# QUESTIONS TO ANSWER
**a.** Copy the passage about Ottens from "As you can see, Ottens" to "Republic of Congo.".
**b.** Which places does the passage about Ottens name as locations of his short-term assignment or his other stints? List every one.

As you can see, Ottens writes well and his insights are interesting. The short-term assignment to Bangladesh wasn’t the only in his career, he also had stints in Nigeria, Central America, and the Republic of Congo.
His remarkable story of walking away from comfort and finding meaning by alleviating suffering is unusual in Western culture. It’s incongruous with upward mobility. Yet what strikes me is how common stories like this are in the church. Our churches are full of saints who have led lives that were incongruous by worldly standards. For example, there’s a member of my church who spent three decades as a missionary doctor in Africa—he didn’t accumulate the wealth a medical degree typically bestows. But he is wealthy in other ways. He’s one of several retired missionaries in our congregation. I’m sure you know people with similar resumes, who have done extraordinary things for the sake of Christ, hardly tell a soul about their exploits, and model the incongruity of choosing what is foolish in the eyes of the world to shame the wise.

# INFORMATION SUPPLIED
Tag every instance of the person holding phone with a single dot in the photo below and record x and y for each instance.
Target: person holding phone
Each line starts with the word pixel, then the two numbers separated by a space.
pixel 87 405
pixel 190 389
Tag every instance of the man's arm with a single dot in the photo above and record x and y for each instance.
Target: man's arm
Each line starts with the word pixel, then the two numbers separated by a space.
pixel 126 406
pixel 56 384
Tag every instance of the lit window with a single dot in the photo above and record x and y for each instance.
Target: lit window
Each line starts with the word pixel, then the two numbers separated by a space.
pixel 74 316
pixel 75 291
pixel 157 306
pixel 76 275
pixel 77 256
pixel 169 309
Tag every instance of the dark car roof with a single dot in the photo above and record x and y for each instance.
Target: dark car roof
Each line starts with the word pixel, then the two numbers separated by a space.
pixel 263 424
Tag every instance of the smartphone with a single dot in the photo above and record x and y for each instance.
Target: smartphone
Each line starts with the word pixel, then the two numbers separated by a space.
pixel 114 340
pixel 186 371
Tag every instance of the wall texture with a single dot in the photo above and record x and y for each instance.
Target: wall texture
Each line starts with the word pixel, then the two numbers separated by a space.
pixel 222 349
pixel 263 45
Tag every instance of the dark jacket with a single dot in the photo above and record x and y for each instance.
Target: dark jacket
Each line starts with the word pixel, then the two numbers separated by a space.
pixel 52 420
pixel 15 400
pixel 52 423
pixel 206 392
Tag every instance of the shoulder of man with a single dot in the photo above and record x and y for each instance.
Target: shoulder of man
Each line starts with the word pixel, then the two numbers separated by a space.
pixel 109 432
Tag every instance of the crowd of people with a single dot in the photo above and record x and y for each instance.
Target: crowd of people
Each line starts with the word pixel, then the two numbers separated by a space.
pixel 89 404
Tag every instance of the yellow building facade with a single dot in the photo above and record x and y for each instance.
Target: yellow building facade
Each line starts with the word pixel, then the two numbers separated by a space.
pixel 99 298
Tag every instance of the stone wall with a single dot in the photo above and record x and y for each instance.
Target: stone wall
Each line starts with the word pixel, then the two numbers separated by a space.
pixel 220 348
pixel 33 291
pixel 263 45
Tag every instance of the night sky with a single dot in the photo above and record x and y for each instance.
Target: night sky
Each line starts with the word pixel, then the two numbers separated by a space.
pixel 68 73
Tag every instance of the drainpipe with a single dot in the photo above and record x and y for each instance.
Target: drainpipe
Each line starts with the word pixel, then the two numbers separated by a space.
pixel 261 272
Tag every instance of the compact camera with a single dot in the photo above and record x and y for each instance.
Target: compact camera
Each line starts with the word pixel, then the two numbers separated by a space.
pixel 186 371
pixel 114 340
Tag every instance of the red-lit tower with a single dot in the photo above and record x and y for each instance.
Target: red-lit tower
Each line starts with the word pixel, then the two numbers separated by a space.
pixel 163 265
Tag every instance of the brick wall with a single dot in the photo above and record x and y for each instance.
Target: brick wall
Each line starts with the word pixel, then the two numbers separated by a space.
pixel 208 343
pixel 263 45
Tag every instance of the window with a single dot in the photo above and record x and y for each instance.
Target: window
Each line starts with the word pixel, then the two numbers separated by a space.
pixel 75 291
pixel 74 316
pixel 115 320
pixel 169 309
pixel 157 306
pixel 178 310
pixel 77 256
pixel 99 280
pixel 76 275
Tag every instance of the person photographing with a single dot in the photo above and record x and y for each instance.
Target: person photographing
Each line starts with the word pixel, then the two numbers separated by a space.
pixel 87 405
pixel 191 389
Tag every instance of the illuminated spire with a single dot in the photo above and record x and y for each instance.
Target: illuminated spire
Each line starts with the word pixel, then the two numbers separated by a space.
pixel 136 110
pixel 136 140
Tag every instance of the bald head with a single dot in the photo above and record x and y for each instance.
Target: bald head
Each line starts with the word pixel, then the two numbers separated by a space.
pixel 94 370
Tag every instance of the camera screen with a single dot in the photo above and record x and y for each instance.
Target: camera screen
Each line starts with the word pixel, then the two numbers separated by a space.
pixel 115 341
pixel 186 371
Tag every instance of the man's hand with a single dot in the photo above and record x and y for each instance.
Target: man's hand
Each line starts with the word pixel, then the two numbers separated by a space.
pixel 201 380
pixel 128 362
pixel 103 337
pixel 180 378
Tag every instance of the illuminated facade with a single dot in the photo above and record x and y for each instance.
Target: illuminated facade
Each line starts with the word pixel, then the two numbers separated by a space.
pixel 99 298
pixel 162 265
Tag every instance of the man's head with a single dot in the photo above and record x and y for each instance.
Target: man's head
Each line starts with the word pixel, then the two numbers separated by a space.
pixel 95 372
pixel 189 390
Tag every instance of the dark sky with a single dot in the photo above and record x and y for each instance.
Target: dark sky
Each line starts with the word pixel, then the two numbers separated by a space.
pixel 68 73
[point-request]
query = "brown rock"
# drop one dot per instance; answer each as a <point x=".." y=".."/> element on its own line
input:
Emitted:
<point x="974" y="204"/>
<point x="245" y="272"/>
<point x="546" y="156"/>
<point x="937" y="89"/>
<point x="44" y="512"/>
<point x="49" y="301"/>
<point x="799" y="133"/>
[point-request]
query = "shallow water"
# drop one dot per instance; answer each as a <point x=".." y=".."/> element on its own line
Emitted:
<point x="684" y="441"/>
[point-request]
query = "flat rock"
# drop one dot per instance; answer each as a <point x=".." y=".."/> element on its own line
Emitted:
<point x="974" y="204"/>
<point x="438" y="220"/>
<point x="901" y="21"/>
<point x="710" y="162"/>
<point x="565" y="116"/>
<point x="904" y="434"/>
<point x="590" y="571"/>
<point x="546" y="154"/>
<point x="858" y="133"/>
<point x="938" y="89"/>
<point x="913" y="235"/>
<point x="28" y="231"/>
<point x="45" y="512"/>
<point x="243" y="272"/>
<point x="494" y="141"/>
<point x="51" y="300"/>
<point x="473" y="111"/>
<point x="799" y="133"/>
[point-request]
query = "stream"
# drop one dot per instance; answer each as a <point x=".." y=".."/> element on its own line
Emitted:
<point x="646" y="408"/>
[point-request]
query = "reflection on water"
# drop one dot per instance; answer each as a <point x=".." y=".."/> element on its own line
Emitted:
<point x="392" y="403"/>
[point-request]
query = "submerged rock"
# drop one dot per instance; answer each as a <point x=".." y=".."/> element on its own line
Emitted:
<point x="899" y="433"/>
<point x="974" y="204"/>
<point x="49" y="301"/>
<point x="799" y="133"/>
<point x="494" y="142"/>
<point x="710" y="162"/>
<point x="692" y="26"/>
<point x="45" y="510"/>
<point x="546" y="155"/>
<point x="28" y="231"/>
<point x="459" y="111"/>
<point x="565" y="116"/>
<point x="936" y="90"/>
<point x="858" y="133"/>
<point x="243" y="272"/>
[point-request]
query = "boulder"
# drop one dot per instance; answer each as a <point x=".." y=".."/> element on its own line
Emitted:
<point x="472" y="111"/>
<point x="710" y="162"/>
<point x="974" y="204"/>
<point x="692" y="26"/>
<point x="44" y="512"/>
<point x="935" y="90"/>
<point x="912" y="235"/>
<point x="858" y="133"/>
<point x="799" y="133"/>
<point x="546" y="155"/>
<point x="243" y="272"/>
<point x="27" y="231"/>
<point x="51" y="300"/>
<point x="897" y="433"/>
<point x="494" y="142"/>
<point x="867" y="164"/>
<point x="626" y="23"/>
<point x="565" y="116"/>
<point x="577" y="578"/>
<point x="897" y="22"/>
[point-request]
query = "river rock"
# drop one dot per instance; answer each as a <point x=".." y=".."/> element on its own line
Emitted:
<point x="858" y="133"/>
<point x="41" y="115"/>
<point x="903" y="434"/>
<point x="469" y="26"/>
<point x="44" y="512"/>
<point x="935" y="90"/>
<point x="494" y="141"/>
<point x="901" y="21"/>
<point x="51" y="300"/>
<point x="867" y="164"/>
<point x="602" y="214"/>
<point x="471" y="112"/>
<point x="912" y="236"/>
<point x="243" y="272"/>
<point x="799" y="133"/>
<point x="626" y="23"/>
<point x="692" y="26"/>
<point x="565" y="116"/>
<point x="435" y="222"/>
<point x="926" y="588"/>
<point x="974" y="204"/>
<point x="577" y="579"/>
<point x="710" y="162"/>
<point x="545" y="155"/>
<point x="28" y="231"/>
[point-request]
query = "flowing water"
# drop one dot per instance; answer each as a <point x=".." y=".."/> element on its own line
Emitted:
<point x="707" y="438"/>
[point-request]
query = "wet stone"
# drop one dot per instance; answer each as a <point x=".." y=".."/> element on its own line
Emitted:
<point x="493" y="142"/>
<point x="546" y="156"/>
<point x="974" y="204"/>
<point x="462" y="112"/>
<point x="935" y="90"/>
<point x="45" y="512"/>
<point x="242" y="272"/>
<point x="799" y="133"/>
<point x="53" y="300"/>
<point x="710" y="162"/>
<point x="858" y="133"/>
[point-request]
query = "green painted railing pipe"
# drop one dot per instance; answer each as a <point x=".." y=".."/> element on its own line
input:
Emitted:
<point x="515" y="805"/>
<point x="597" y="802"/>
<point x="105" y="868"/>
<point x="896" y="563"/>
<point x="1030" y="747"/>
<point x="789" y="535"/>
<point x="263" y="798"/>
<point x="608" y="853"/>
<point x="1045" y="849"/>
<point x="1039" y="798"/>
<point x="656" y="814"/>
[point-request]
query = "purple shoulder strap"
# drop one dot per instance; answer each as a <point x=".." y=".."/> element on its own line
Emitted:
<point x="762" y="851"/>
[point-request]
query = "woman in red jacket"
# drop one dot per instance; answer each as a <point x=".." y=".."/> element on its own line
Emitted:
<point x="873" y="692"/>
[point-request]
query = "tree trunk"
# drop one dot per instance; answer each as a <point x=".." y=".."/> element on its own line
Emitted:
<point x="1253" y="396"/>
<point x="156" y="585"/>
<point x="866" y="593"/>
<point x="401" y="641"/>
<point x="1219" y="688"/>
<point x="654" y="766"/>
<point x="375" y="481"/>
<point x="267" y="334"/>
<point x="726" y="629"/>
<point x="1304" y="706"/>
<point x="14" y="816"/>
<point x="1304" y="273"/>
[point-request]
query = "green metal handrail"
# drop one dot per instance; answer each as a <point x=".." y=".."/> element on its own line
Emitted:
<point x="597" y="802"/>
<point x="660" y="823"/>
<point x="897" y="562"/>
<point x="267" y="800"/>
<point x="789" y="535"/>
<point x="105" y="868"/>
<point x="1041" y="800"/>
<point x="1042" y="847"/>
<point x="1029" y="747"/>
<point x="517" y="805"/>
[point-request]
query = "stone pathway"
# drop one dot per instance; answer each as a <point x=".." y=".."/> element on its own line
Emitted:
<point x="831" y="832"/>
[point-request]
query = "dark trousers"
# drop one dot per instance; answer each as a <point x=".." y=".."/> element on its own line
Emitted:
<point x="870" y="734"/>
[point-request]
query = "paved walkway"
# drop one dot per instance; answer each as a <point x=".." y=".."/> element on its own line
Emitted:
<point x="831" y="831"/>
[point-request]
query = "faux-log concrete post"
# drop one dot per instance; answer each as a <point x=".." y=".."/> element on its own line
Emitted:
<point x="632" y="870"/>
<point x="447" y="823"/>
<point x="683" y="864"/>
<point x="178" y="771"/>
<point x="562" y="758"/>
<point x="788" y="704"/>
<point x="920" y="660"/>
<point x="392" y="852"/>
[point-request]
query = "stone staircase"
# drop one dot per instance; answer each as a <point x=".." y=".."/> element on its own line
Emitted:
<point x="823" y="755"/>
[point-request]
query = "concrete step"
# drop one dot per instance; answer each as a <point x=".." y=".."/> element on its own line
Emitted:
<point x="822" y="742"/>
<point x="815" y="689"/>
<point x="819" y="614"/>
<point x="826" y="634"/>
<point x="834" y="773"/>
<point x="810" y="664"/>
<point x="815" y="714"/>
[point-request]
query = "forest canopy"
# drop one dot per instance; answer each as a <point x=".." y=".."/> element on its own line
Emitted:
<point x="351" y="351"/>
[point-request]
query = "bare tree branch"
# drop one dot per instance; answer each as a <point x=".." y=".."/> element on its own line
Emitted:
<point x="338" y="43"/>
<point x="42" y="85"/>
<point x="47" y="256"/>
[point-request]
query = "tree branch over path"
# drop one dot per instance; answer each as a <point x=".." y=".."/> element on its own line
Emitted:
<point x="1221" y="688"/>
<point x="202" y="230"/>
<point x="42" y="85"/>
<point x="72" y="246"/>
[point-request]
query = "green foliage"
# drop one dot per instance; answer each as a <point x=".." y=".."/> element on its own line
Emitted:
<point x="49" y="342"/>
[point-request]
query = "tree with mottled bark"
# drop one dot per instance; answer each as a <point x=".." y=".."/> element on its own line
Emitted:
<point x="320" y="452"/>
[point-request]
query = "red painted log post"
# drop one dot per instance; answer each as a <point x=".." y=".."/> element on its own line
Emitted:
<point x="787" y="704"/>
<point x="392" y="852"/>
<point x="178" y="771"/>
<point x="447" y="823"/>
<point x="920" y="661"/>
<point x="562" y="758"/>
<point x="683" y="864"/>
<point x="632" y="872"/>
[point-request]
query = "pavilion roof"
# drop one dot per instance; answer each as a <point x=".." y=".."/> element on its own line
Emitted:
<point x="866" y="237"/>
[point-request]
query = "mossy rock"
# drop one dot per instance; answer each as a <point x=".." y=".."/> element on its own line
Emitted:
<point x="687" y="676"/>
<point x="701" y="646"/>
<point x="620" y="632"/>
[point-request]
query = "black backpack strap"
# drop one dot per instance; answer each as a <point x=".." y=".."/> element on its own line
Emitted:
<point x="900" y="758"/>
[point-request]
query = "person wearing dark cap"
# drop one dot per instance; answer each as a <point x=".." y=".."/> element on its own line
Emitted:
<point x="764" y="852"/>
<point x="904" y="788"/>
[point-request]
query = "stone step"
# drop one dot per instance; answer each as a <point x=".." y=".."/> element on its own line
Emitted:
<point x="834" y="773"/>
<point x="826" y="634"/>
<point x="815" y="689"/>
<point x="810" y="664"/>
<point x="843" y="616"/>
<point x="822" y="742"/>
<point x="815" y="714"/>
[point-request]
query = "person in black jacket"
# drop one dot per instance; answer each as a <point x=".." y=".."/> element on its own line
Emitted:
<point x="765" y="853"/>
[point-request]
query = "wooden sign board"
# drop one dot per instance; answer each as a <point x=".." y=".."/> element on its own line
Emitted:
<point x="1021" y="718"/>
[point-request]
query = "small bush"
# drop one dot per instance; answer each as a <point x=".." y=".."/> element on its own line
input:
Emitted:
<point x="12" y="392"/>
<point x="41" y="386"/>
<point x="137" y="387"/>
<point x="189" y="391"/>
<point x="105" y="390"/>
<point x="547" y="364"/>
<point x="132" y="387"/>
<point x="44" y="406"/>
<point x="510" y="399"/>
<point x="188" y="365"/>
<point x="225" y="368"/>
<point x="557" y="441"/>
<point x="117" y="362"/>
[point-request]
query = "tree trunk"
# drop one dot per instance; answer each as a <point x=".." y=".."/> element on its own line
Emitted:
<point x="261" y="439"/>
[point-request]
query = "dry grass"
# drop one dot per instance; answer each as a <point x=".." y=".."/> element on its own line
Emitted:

# SOLUTIONS TO THE TASKS
**a.**
As you can see, Ottens writes well and his insights are interesting. The short-term assignment to Bangladesh wasn’t the only in his career, he also had stints in Nigeria, Central America, and the Republic of Congo.

**b.**
Bangladesh
Nigeria
Central America
the Republic of Congo